Your objective: Copy out, word for word, the part of the records that opens with the line containing "Where can you spot the curb" and closes with the line containing "column 134, row 82", with both of those lines included. Reproduce only that part.

--------------------------------

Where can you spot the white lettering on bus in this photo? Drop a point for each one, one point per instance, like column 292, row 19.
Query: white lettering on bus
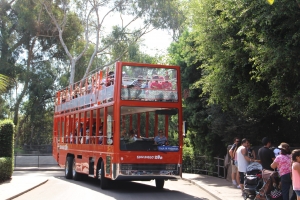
column 158, row 157
column 64, row 147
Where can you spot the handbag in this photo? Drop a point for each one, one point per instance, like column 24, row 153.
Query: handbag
column 276, row 194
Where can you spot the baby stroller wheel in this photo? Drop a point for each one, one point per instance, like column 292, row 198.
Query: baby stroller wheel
column 245, row 195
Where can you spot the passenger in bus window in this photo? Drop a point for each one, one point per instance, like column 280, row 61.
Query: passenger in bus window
column 166, row 84
column 71, row 138
column 132, row 137
column 87, row 133
column 100, row 134
column 89, row 89
column 63, row 96
column 124, row 135
column 137, row 85
column 160, row 139
column 109, row 80
column 81, row 133
column 100, row 137
column 75, row 137
column 155, row 84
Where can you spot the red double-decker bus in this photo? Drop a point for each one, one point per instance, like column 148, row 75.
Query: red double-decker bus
column 122, row 123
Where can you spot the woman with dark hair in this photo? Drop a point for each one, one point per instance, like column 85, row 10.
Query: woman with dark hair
column 296, row 172
column 283, row 163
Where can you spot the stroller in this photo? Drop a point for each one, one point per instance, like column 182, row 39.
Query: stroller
column 252, row 180
column 271, row 180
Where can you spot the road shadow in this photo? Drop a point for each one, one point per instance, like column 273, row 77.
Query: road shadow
column 130, row 190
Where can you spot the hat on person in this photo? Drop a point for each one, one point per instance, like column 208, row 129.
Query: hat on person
column 284, row 146
column 265, row 140
column 276, row 152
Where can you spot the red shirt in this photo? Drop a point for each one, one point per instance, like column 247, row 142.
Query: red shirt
column 166, row 85
column 155, row 85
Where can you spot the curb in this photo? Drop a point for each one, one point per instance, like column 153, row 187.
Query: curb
column 37, row 169
column 194, row 183
column 27, row 190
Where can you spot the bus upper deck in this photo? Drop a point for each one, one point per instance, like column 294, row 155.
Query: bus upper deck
column 134, row 82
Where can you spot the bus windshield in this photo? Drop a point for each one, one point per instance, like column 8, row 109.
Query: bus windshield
column 139, row 132
column 149, row 84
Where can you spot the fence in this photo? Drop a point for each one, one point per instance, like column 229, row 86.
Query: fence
column 35, row 160
column 202, row 165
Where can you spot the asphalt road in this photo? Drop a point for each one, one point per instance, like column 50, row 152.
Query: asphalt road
column 58, row 187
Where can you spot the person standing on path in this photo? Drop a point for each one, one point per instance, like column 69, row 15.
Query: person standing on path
column 243, row 161
column 296, row 172
column 283, row 164
column 265, row 154
column 234, row 170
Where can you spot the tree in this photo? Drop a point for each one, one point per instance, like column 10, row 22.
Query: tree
column 4, row 81
column 153, row 12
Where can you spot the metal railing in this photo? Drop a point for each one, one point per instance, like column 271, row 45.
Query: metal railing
column 34, row 160
column 203, row 165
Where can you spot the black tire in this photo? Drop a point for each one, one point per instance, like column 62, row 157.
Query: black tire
column 76, row 176
column 159, row 183
column 68, row 168
column 104, row 182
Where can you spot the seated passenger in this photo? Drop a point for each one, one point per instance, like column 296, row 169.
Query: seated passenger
column 132, row 137
column 87, row 132
column 100, row 137
column 160, row 139
column 166, row 85
column 155, row 84
column 124, row 135
column 137, row 84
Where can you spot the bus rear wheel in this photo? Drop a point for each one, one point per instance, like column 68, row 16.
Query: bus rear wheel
column 68, row 168
column 76, row 176
column 159, row 183
column 104, row 182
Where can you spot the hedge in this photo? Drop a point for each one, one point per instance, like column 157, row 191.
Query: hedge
column 6, row 168
column 6, row 138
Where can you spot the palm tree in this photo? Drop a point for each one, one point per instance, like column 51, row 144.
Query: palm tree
column 4, row 81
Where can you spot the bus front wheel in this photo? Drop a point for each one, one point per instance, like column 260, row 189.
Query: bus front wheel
column 159, row 183
column 104, row 182
column 68, row 168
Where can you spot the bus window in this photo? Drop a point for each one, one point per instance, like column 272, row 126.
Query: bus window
column 145, row 123
column 149, row 84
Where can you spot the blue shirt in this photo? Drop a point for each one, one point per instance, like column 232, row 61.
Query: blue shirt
column 160, row 140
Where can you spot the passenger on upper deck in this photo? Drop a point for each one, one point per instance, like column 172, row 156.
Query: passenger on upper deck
column 132, row 137
column 160, row 139
column 87, row 132
column 137, row 84
column 109, row 80
column 155, row 84
column 101, row 135
column 166, row 84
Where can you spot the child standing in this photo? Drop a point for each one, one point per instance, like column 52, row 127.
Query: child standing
column 296, row 172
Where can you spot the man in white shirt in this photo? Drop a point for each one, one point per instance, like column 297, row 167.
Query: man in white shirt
column 243, row 161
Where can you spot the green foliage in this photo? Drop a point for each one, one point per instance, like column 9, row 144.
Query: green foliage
column 4, row 81
column 6, row 138
column 6, row 168
column 240, row 64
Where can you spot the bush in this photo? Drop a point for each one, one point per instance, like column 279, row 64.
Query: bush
column 6, row 168
column 6, row 138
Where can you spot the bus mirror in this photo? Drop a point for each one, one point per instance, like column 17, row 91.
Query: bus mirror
column 185, row 128
column 167, row 112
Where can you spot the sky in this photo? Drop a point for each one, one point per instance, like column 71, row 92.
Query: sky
column 156, row 42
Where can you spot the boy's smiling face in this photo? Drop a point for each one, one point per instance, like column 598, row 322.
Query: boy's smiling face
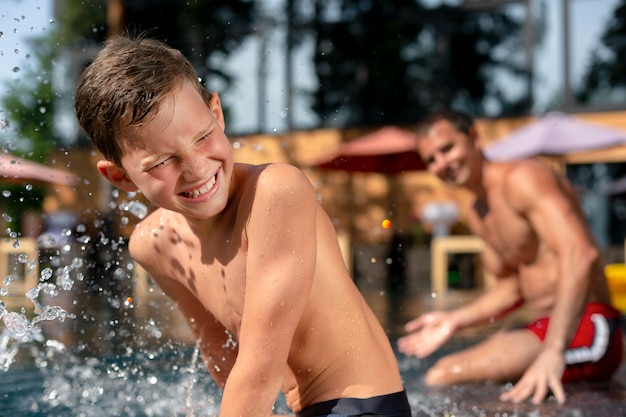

--------------------------------

Written solution:
Where can you spot the curb in this photo? Drop a point for each one, one point per instance, like column 153, row 187.
Query: curb
column 37, row 169
column 194, row 183
column 27, row 190
Where can you spot the bus upper deck in this photo? Drop a point for each one, one point per instance, like column 294, row 155.
Query: bus upper deck
column 134, row 82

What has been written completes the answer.